- EXTRACT PROVIDED:
= = = =

Background information
- Origin: England
- Genres: Hard rock, heavy metal
- Years active: 2008–2011
- Past members: Jürgen Blackmore; Bobby Rondinelli; Greg Smith; Joe Lynn Turner; Tony Carey; Paul Morris;

= Over the Rainbow (band) =

American rock band formed in 2008

Over the Rainbow were a rock band formed in 2008 by former members of Rainbow, along with Rainbow leader Ritchie Blackmore's son Jürgen (replacing his father on guitar). Members include Joe Lynn Turner (Rainbow 1980–1984), Bobby Rondinelli (Rainbow 1980–1983), Tony Carey (Rainbow 1975–1977) and Greg Smith (Rainbow 1994–1997). There was originally at least one member in the band from every part of Rainbow's career except for the years 1979 to 1980. In late 2009, Carey was replaced by Paul Morris (Rainbow 1994–1997).

= = = =

- DATA EXCERPT:
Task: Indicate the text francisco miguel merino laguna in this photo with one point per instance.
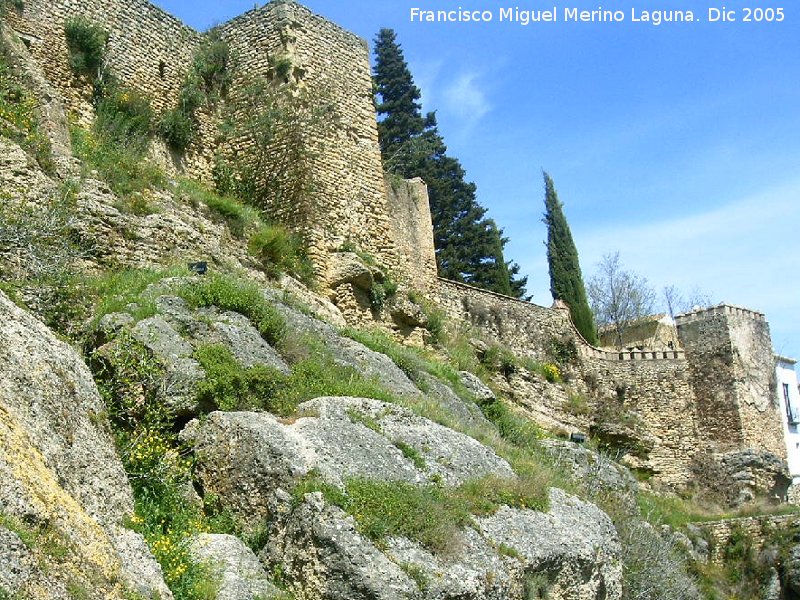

= = = =

- PROMPT: According to the Over the Rainbow text, who replaced Tony Carey in late 2009? The material after the Over the Rainbow text stands apart from it.

- RESULT OF THIS EXERCISE: Paul Morris